▶ Problem statement
Extract the final stretch of the data: the line that contains "y=139. Target: hand" and every line after it, unaltered, and no other lines.

··· Provided information ···

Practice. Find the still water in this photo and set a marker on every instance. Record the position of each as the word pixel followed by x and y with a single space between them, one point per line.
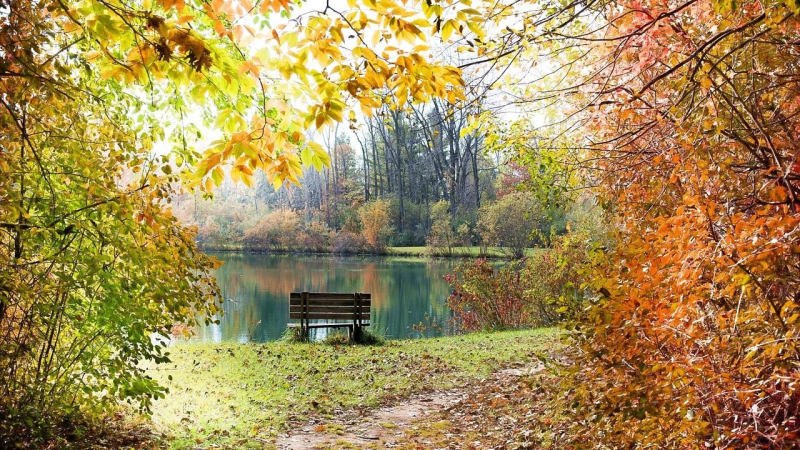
pixel 405 292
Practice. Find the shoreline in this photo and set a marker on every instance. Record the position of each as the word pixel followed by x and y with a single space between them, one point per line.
pixel 418 252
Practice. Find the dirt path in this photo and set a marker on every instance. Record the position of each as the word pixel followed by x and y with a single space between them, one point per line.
pixel 415 422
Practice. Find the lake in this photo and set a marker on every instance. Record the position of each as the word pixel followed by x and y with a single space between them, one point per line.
pixel 405 292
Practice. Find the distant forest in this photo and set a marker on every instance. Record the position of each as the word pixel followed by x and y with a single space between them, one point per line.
pixel 407 178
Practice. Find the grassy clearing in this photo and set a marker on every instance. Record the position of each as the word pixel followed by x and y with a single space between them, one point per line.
pixel 242 395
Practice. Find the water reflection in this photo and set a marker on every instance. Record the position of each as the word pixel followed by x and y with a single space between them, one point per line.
pixel 405 292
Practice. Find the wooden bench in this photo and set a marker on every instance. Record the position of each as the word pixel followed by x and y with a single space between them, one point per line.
pixel 353 308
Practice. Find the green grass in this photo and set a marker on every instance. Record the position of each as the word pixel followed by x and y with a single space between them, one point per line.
pixel 242 395
pixel 471 252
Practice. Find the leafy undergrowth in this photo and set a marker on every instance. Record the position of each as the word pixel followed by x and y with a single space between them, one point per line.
pixel 243 395
pixel 506 411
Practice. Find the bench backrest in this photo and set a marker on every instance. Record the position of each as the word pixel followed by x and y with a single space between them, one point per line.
pixel 332 306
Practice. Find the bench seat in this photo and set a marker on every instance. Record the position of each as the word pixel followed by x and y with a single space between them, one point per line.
pixel 334 307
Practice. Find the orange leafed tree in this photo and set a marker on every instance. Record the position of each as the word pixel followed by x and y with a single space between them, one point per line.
pixel 684 115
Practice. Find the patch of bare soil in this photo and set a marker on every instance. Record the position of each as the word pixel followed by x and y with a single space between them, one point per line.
pixel 490 413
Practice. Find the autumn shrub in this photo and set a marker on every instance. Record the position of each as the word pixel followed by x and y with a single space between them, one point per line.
pixel 487 299
pixel 277 231
pixel 690 138
pixel 512 223
pixel 441 237
pixel 316 237
pixel 542 290
pixel 346 242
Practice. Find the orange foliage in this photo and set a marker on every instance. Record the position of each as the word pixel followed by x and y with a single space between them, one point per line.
pixel 694 338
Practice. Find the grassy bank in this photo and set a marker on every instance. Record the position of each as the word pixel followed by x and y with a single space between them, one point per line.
pixel 458 252
pixel 242 395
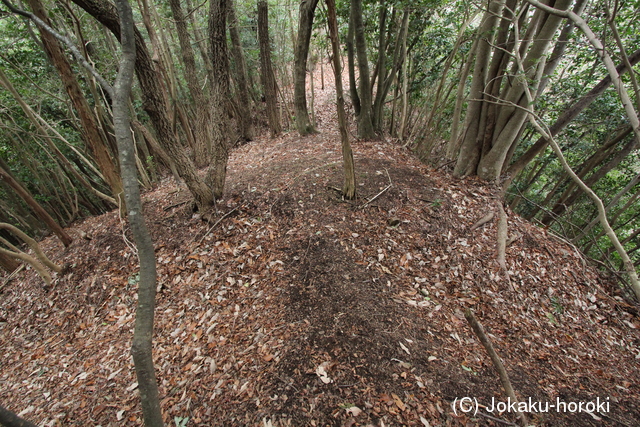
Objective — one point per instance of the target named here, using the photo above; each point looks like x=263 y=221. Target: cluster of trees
x=539 y=96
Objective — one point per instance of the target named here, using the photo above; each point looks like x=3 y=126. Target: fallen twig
x=502 y=372
x=216 y=223
x=384 y=190
x=175 y=205
x=10 y=277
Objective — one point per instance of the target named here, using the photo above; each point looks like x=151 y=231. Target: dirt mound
x=299 y=308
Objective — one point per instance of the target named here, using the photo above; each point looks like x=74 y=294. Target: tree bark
x=141 y=349
x=154 y=101
x=241 y=77
x=220 y=95
x=365 y=119
x=202 y=117
x=37 y=209
x=307 y=10
x=268 y=78
x=566 y=117
x=89 y=131
x=349 y=185
x=8 y=264
x=470 y=151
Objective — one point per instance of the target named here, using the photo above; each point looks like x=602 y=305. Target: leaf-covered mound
x=292 y=307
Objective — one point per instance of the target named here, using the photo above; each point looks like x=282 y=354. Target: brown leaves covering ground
x=301 y=309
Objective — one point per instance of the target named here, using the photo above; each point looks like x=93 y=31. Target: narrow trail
x=294 y=307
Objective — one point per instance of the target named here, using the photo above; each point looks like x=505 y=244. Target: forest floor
x=293 y=307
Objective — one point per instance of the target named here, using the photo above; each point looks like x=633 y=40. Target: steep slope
x=292 y=307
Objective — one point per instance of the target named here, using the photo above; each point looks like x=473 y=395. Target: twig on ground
x=175 y=205
x=384 y=190
x=502 y=372
x=216 y=223
x=10 y=277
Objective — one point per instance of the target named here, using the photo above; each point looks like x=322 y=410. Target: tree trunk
x=202 y=120
x=154 y=101
x=307 y=10
x=365 y=119
x=470 y=151
x=268 y=78
x=37 y=209
x=353 y=88
x=349 y=186
x=241 y=77
x=90 y=133
x=566 y=117
x=8 y=264
x=220 y=97
x=143 y=332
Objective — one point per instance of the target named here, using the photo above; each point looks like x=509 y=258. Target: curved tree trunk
x=349 y=185
x=143 y=332
x=241 y=77
x=154 y=101
x=307 y=10
x=89 y=131
x=365 y=119
x=220 y=97
x=268 y=78
x=37 y=209
x=202 y=120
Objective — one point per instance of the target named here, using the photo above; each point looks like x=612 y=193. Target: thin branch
x=74 y=50
x=497 y=362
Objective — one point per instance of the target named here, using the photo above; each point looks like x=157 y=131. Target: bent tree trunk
x=220 y=97
x=37 y=209
x=241 y=77
x=154 y=101
x=266 y=69
x=365 y=119
x=202 y=119
x=143 y=332
x=349 y=186
x=89 y=130
x=307 y=10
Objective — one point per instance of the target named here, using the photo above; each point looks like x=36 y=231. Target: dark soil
x=293 y=307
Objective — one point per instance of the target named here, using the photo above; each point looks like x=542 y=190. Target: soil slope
x=293 y=307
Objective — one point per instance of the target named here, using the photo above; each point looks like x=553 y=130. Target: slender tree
x=220 y=95
x=305 y=25
x=154 y=101
x=202 y=117
x=241 y=77
x=365 y=119
x=349 y=186
x=143 y=332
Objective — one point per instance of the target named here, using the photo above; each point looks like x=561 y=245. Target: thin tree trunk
x=349 y=186
x=469 y=153
x=566 y=117
x=365 y=119
x=90 y=133
x=307 y=10
x=37 y=209
x=202 y=149
x=143 y=333
x=154 y=102
x=220 y=95
x=241 y=77
x=268 y=78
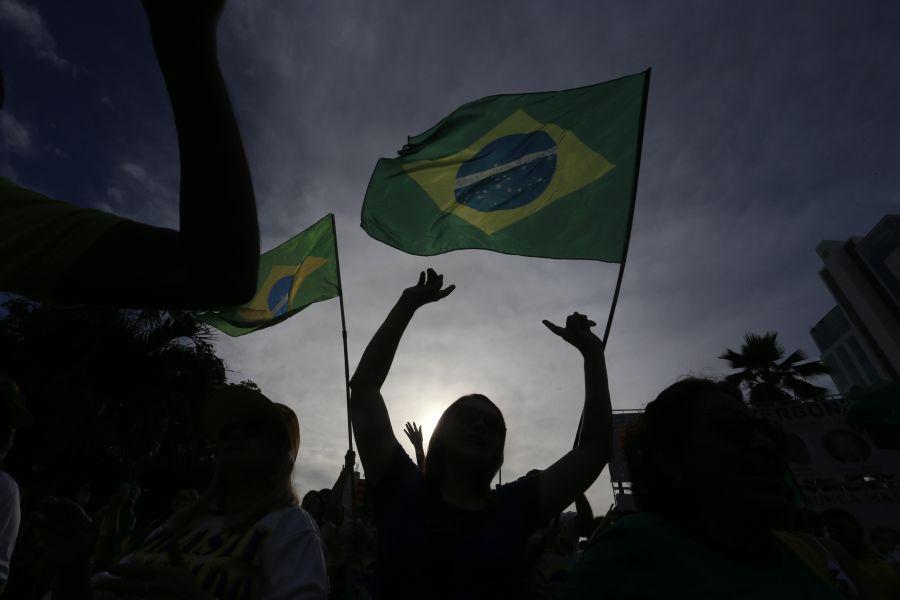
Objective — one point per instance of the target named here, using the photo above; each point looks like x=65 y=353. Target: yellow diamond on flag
x=277 y=292
x=516 y=169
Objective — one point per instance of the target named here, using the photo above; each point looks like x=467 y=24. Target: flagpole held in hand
x=337 y=262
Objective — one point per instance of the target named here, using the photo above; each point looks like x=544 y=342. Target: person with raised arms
x=445 y=533
x=53 y=250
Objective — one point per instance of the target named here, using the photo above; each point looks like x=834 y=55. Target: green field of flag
x=299 y=272
x=548 y=174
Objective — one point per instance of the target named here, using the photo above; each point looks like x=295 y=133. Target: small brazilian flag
x=299 y=272
x=550 y=174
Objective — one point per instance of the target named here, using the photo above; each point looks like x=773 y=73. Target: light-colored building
x=860 y=338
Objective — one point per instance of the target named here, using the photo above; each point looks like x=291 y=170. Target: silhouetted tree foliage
x=770 y=377
x=115 y=395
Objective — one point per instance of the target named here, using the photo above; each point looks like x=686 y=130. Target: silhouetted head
x=255 y=437
x=314 y=505
x=470 y=435
x=698 y=450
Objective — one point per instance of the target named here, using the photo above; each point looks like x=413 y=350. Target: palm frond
x=803 y=389
x=812 y=368
x=795 y=357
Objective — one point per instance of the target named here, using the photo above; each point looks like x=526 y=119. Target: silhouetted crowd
x=718 y=512
x=717 y=517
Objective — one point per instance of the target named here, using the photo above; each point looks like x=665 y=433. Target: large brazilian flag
x=550 y=174
x=299 y=272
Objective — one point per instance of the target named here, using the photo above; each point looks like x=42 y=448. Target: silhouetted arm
x=584 y=522
x=368 y=413
x=572 y=474
x=212 y=261
x=336 y=498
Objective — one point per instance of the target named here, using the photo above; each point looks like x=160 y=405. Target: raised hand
x=414 y=433
x=176 y=25
x=578 y=333
x=428 y=289
x=349 y=460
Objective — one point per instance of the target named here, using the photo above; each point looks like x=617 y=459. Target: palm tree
x=768 y=376
x=113 y=393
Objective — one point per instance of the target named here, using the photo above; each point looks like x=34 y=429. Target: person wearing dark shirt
x=444 y=533
x=711 y=484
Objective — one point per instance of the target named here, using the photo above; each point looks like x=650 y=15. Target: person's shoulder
x=638 y=532
x=290 y=520
x=527 y=488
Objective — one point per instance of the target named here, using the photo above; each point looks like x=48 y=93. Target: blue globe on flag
x=507 y=173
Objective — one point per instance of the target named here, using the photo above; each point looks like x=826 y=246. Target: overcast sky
x=770 y=126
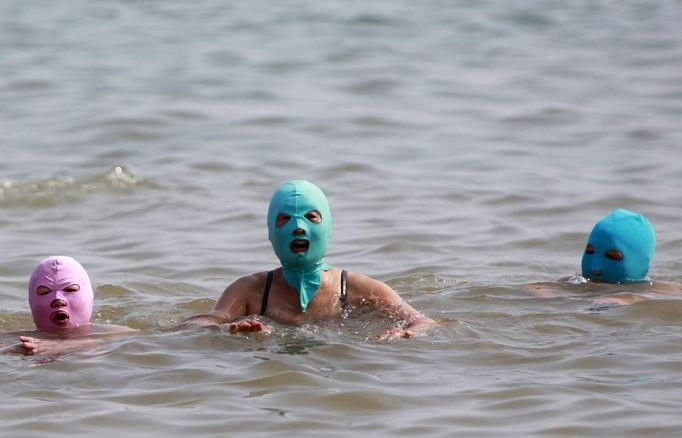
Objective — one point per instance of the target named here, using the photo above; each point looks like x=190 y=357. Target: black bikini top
x=268 y=285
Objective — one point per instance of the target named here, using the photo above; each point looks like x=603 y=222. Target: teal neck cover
x=627 y=232
x=302 y=270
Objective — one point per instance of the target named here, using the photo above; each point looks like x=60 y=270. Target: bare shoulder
x=236 y=298
x=365 y=290
x=666 y=287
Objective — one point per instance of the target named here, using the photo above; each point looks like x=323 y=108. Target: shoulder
x=365 y=287
x=666 y=287
x=239 y=293
x=248 y=282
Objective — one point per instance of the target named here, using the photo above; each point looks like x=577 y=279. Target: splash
x=52 y=191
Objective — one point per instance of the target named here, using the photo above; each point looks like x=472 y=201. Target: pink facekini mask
x=55 y=301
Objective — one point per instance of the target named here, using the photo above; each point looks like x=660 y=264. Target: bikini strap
x=266 y=293
x=344 y=283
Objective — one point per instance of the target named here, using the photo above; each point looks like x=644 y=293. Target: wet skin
x=243 y=299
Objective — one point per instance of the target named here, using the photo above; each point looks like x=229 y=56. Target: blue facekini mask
x=302 y=269
x=620 y=249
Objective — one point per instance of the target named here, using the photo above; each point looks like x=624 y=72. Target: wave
x=55 y=190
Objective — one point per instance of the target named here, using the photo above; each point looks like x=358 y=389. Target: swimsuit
x=268 y=284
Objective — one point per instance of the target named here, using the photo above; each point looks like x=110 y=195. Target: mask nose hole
x=58 y=303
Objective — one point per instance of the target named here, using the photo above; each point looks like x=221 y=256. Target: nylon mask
x=60 y=308
x=302 y=270
x=630 y=233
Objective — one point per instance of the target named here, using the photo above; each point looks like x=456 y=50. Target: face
x=60 y=294
x=299 y=224
x=619 y=249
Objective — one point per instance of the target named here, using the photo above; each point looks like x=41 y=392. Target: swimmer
x=61 y=299
x=619 y=250
x=305 y=288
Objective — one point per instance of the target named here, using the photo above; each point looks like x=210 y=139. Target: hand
x=419 y=327
x=619 y=299
x=29 y=345
x=249 y=325
x=395 y=333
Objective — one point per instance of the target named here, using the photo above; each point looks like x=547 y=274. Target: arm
x=379 y=296
x=232 y=308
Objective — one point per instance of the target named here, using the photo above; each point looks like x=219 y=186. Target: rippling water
x=466 y=149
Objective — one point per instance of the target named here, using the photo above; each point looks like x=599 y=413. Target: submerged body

···

▶ Your solution
Objective — one point per instance of the target named here, using the photo above; each point looks like x=210 y=139. Target: hand
x=419 y=327
x=619 y=299
x=29 y=345
x=249 y=325
x=395 y=333
Objective — one point per instance of the target named here, using the photo above; each point looks like x=547 y=274. Target: arm
x=379 y=296
x=232 y=308
Objective — one point per instance of the target named here, using the photo above; each point looks like x=219 y=186. Target: rippling water
x=466 y=149
Objective — one point per instance of the target named here, using the photo above; each point looks like x=599 y=413. Target: submerged body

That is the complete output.